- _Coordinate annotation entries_
·····
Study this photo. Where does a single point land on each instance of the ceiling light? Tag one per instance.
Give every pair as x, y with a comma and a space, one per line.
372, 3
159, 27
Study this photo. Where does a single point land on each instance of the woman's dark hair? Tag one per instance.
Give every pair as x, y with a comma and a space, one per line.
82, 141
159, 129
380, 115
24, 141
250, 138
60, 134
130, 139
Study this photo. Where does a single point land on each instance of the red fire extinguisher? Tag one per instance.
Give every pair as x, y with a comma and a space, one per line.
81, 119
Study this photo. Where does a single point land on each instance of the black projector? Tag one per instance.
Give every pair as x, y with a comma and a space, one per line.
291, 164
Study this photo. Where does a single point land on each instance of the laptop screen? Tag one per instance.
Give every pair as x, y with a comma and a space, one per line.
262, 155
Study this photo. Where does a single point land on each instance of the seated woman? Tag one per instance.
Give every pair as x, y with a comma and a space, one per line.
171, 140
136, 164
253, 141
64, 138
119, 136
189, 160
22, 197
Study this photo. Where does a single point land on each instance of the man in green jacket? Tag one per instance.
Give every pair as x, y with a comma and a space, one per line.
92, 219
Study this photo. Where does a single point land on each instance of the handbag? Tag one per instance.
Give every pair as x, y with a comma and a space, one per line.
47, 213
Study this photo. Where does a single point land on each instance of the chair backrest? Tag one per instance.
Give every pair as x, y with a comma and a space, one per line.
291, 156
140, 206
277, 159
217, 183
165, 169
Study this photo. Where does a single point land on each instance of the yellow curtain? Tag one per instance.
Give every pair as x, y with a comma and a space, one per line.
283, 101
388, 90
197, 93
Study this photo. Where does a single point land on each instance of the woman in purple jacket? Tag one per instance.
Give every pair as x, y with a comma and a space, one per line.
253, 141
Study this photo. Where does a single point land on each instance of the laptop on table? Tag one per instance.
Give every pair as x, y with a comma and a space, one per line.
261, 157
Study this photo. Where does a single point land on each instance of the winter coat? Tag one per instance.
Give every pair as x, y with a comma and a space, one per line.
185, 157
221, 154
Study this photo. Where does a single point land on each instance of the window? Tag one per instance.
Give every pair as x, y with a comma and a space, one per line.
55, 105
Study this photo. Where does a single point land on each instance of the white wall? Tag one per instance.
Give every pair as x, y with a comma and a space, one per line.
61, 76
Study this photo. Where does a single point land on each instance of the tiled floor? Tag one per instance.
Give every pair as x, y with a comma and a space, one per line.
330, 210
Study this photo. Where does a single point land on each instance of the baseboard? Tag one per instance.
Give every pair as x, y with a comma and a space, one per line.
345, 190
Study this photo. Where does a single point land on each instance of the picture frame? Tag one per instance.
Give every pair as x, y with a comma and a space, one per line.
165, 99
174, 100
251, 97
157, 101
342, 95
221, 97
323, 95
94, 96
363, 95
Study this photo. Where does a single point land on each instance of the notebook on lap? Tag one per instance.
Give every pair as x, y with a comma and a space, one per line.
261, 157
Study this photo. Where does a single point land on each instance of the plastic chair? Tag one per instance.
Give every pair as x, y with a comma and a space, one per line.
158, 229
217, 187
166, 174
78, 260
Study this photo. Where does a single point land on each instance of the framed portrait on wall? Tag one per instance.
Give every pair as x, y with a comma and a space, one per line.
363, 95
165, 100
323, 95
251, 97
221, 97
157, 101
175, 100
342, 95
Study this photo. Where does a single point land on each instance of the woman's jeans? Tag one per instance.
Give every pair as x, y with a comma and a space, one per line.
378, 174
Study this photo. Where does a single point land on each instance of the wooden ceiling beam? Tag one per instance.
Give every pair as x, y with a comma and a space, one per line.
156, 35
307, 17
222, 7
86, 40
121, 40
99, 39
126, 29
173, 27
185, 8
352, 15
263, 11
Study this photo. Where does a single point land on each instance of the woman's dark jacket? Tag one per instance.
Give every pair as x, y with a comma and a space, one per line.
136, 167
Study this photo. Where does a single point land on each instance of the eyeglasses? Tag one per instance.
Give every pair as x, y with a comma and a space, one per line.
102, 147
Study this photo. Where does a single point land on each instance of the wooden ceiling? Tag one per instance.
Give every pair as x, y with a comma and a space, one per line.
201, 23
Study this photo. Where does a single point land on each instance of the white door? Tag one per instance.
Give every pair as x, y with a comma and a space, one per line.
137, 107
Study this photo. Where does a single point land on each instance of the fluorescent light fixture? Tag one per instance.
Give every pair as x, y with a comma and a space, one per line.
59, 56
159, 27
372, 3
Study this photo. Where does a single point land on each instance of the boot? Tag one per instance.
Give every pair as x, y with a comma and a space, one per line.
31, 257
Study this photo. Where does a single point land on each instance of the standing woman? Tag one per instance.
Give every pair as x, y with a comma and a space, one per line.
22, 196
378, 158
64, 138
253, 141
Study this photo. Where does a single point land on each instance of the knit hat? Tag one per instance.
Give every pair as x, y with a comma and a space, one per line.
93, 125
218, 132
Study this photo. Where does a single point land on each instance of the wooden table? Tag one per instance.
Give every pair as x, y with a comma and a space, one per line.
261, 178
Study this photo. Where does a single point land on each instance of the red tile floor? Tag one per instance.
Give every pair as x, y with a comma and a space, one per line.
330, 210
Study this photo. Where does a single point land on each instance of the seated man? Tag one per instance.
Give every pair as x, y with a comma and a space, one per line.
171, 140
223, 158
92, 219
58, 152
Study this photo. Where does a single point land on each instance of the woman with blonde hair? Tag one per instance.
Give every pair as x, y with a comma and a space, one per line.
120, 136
·····
Output every line of the entries above as a Markdown table with two columns, "No." and "Text". Number the rows in sequence and omit blank lines.

| No. | Text |
|---|---|
| 1 | Study this photo. Where does a single point land on each instance of the ceiling light? Tag one per instance. |
| 2 | Give every pair as x, y with a comma and a space, one per line. |
| 3 | 372, 3 |
| 4 | 159, 27 |
| 5 | Study this photo. Where does a single point land on each instance of the woman's dark hair? Tag one per instance. |
| 6 | Give every pair as x, y with a comma and a space, one per line. |
| 7 | 82, 141 |
| 8 | 159, 129 |
| 9 | 380, 115 |
| 10 | 24, 141 |
| 11 | 250, 138 |
| 12 | 60, 134 |
| 13 | 130, 139 |
| 14 | Study this photo. Where does a single point land on each instance of the red fire extinguisher? Tag one per instance. |
| 15 | Give every pair as x, y with a comma and a space, one per line. |
| 16 | 81, 119 |
| 17 | Study this photo. Where does a single point land on each instance of the black projector? Tag one per instance. |
| 18 | Give every pair as x, y with a comma and a space, one per line. |
| 19 | 291, 164 |
| 20 | Study this photo. Where does a single point land on each instance of the laptop screen? Tag one per instance. |
| 21 | Give every pair as x, y with a comma and a space, one per line. |
| 22 | 262, 155 |
| 23 | Study this photo. Where does a single point land on each instance of the seated woman? Tag one per instance. |
| 24 | Give every pair as x, y with a comma and a space, one per line. |
| 25 | 171, 140 |
| 26 | 136, 164 |
| 27 | 253, 141 |
| 28 | 64, 138 |
| 29 | 119, 136 |
| 30 | 189, 160 |
| 31 | 22, 197 |
| 32 | Study this photo. Where does a single point land on each instance of the man in green jacket? Tag one per instance. |
| 33 | Give every pair as x, y with a comma and a space, one per line. |
| 34 | 92, 219 |
| 35 | Study this photo. Where does a single point land on each instance of the handbag? Tag one per instance. |
| 36 | Give every pair as x, y with a comma and a space, one per line. |
| 37 | 47, 213 |
| 38 | Study this photo. Where does a single point land on each instance of the chair backrest? Tag one per instance. |
| 39 | Give every pair as x, y with a comma and a space, one per line. |
| 40 | 291, 156 |
| 41 | 140, 206 |
| 42 | 277, 159 |
| 43 | 217, 183 |
| 44 | 165, 169 |
| 45 | Study this photo. Where does a single point land on each instance of the yellow curtain? Tag one per instance. |
| 46 | Give every pair as x, y with a comma and a space, one per line. |
| 47 | 283, 101 |
| 48 | 388, 90 |
| 49 | 197, 93 |
| 50 | Study this photo. Where does a single point land on each instance of the woman in purple jacket? Tag one per instance. |
| 51 | Give every pair as x, y with a comma and a space, one per line. |
| 52 | 253, 141 |
| 53 | Study this photo. Where does a single point land on each instance of the laptop on table? Tag one per instance. |
| 54 | Give every pair as x, y with a comma and a space, one per line. |
| 55 | 261, 157 |
| 56 | Study this photo. Where does a single point land on each instance of the winter coat? Tag one per instance. |
| 57 | Give every pair as x, y with a comma and a space, one per line. |
| 58 | 185, 157 |
| 59 | 221, 154 |
| 60 | Study this photo. Where does a single point land on each instance of the window? Tag one per instance. |
| 61 | Give every pair as x, y with a comma and a space, one per line. |
| 62 | 55, 105 |
| 63 | Study this photo. Where does a single point land on each instance of the white wall? Tag one per instance. |
| 64 | Give every pair as x, y with a comma and a space, one per line. |
| 65 | 61, 76 |
| 66 | Study this photo. Where does a single point land on each instance of the tiled floor? Tag one per instance. |
| 67 | Give every pair as x, y with a comma and a space, one per line. |
| 68 | 330, 210 |
| 69 | Study this photo. Where does a single point land on each instance of the baseboard? Tag one per instance. |
| 70 | Give every pair as x, y with a comma and a space, one per line. |
| 71 | 345, 190 |
| 72 | Study this photo. Where does a single point land on each instance of the picture frame? Tag one per instance. |
| 73 | Give every pair as x, y with a comma and a space, one per line. |
| 74 | 165, 99 |
| 75 | 174, 100 |
| 76 | 251, 97 |
| 77 | 157, 101 |
| 78 | 342, 95 |
| 79 | 221, 97 |
| 80 | 323, 95 |
| 81 | 94, 96 |
| 82 | 363, 95 |
| 83 | Study this photo. Where does a single point land on each instance of the notebook on lap? Tag one per instance. |
| 84 | Give every pair as x, y with a comma and a space, one per line. |
| 85 | 261, 157 |
| 86 | Study this photo. Where does a single point land on each instance of the plastic chair? Tag one per instance. |
| 87 | Give every pair as x, y with a comma and a space, one per line. |
| 88 | 158, 229 |
| 89 | 217, 187 |
| 90 | 166, 174 |
| 91 | 78, 260 |
| 92 | Study this photo. Where does a single point land on each instance of the framed portrait on wall? Tag one per instance. |
| 93 | Give every pair as x, y with a comma and a space, one per line. |
| 94 | 363, 95 |
| 95 | 165, 100 |
| 96 | 323, 95 |
| 97 | 251, 97 |
| 98 | 221, 97 |
| 99 | 157, 101 |
| 100 | 175, 100 |
| 101 | 342, 95 |
| 102 | Study this photo. Where does a single point land on each instance of the woman's jeans? Tag one per instance. |
| 103 | Give every pair as x, y with a comma and a space, one per line. |
| 104 | 378, 174 |
| 105 | Study this photo. Where does a single point land on each instance of the wooden ceiling beam? Tag one per instance. |
| 106 | Give every pair as x, y with a comma and a space, one per line. |
| 107 | 156, 35 |
| 108 | 307, 17 |
| 109 | 222, 7 |
| 110 | 86, 40 |
| 111 | 121, 40 |
| 112 | 99, 39 |
| 113 | 126, 29 |
| 114 | 173, 27 |
| 115 | 185, 8 |
| 116 | 352, 15 |
| 117 | 263, 11 |
| 118 | Study this photo. Where does a single point land on each instance of the woman's dark jacket? Tag one per instance. |
| 119 | Give every pair as x, y with a comma and a space, one per line. |
| 120 | 136, 167 |
| 121 | Study this photo. Where does a single point land on each instance of the eyeglasses? Tag one per instance. |
| 122 | Give every pair as x, y with a comma and a space, one per line. |
| 123 | 102, 147 |
| 124 | Study this photo. Where does a single point land on each instance of the wooden ceiling? Tag one per instance. |
| 125 | Give every pair as x, y with a comma and a space, one per line. |
| 126 | 201, 23 |
| 127 | Study this photo. Where does a single point land on each instance of the white door? Tag one per instance. |
| 128 | Give every pair as x, y with a comma and a space, one per line. |
| 129 | 137, 107 |
| 130 | Study this photo. Where does a single point land on each instance of the fluorescent light fixture? Tag one per instance. |
| 131 | Give every pair as x, y with a comma and a space, one per line. |
| 132 | 59, 56 |
| 133 | 159, 27 |
| 134 | 372, 3 |
| 135 | Study this photo. Where does a single point land on each instance of the boot? Tag one per instance. |
| 136 | Give every pair as x, y with a comma and a space, one per line. |
| 137 | 31, 257 |
| 138 | Study this photo. Where does a single point land on each instance of the standing woman? Tag one per instance. |
| 139 | Give every pair as x, y with a comma and a space, one per line. |
| 140 | 22, 196 |
| 141 | 378, 158 |
| 142 | 64, 138 |
| 143 | 253, 141 |
| 144 | Study this photo. Where does a single point land on each instance of the knit hat? Tag one per instance. |
| 145 | Give every pair as x, y with a comma and a space, one per line. |
| 146 | 93, 125 |
| 147 | 218, 132 |
| 148 | Study this photo. Where does a single point land on each instance of the wooden table? Tag one per instance. |
| 149 | Give every pair as x, y with a comma and a space, one per line. |
| 150 | 261, 178 |
| 151 | Study this photo. Where does a single point land on each instance of the red tile floor? Tag one per instance. |
| 152 | Give every pair as x, y with a comma and a space, one per line. |
| 153 | 330, 210 |
| 154 | Study this photo. Where does a single point land on each instance of the seated man? Tag one per instance. |
| 155 | Give every pair as x, y with a comma and a space, one per line. |
| 156 | 171, 140 |
| 157 | 223, 158 |
| 158 | 92, 219 |
| 159 | 58, 152 |
| 160 | Study this photo. Where does a single point land on each instance of the woman with blonde hair? Tag one per instance. |
| 161 | Give every pair as x, y with a comma and a space, one per line. |
| 162 | 120, 136 |